- **Given request**
Which lines of the material below contain the string "face"? Copy each of them out, and treat uppercase and lowercase letters as different.

>>>>

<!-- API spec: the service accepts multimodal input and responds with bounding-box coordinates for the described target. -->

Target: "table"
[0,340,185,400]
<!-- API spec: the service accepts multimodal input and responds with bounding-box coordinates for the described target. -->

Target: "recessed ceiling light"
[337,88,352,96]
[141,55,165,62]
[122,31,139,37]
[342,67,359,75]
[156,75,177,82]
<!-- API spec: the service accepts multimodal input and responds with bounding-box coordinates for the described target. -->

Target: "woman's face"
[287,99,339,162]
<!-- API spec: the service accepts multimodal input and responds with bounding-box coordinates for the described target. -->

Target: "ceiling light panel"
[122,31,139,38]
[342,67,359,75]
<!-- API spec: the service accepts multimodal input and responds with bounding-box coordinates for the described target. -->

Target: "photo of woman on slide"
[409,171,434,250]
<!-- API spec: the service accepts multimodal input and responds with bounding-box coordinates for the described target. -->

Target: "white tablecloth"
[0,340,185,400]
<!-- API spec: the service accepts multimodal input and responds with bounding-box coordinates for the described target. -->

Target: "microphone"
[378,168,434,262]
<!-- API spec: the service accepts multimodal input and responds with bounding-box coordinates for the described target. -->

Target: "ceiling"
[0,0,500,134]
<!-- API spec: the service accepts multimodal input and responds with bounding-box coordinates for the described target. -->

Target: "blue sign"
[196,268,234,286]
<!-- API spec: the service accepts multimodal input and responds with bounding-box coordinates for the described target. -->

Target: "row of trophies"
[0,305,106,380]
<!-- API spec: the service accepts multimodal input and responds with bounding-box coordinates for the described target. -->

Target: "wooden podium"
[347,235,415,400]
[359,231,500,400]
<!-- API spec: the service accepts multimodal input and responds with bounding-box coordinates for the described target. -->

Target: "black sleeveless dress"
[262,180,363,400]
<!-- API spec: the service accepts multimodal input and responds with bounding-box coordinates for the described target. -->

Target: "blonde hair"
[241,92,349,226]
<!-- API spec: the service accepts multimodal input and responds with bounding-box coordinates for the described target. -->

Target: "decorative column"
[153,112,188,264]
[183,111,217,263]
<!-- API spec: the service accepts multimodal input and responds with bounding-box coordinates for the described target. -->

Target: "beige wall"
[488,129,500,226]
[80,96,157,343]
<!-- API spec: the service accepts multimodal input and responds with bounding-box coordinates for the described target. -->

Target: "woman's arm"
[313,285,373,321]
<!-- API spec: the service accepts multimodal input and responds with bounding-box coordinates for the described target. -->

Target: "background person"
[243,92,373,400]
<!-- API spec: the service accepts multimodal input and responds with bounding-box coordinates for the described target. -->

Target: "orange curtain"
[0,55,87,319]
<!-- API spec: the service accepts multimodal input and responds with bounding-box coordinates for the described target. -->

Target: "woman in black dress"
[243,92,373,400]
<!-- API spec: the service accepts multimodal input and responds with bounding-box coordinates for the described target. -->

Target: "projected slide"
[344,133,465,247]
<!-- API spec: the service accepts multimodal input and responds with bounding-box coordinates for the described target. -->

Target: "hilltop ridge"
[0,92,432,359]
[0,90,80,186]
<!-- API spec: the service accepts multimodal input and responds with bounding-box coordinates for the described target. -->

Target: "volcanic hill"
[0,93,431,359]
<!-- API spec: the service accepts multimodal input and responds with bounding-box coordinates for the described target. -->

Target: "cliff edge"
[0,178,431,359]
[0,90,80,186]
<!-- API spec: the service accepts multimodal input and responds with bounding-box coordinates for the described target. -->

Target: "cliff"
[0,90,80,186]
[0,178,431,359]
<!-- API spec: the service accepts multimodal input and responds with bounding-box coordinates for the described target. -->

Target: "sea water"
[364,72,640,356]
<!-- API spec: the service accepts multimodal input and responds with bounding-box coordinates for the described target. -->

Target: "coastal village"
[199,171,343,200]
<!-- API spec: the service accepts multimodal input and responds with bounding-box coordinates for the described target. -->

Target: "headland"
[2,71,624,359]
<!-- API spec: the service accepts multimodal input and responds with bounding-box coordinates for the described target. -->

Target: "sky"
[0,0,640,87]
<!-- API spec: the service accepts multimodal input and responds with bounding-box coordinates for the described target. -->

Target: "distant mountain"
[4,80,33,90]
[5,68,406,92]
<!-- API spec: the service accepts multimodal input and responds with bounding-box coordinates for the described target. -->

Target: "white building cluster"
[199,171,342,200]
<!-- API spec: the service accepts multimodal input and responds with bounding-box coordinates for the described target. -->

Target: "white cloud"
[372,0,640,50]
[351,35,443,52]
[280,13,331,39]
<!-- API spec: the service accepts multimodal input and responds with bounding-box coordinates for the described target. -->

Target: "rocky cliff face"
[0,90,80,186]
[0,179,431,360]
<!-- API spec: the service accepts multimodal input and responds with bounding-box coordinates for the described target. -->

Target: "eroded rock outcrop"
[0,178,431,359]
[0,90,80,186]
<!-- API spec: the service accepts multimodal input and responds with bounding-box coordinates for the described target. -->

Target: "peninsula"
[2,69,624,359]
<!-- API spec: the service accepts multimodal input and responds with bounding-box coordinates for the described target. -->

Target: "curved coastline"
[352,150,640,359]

<<<<

- **Solution for this exercise**
Target: "woman's face"
Target: "rocky cliff face"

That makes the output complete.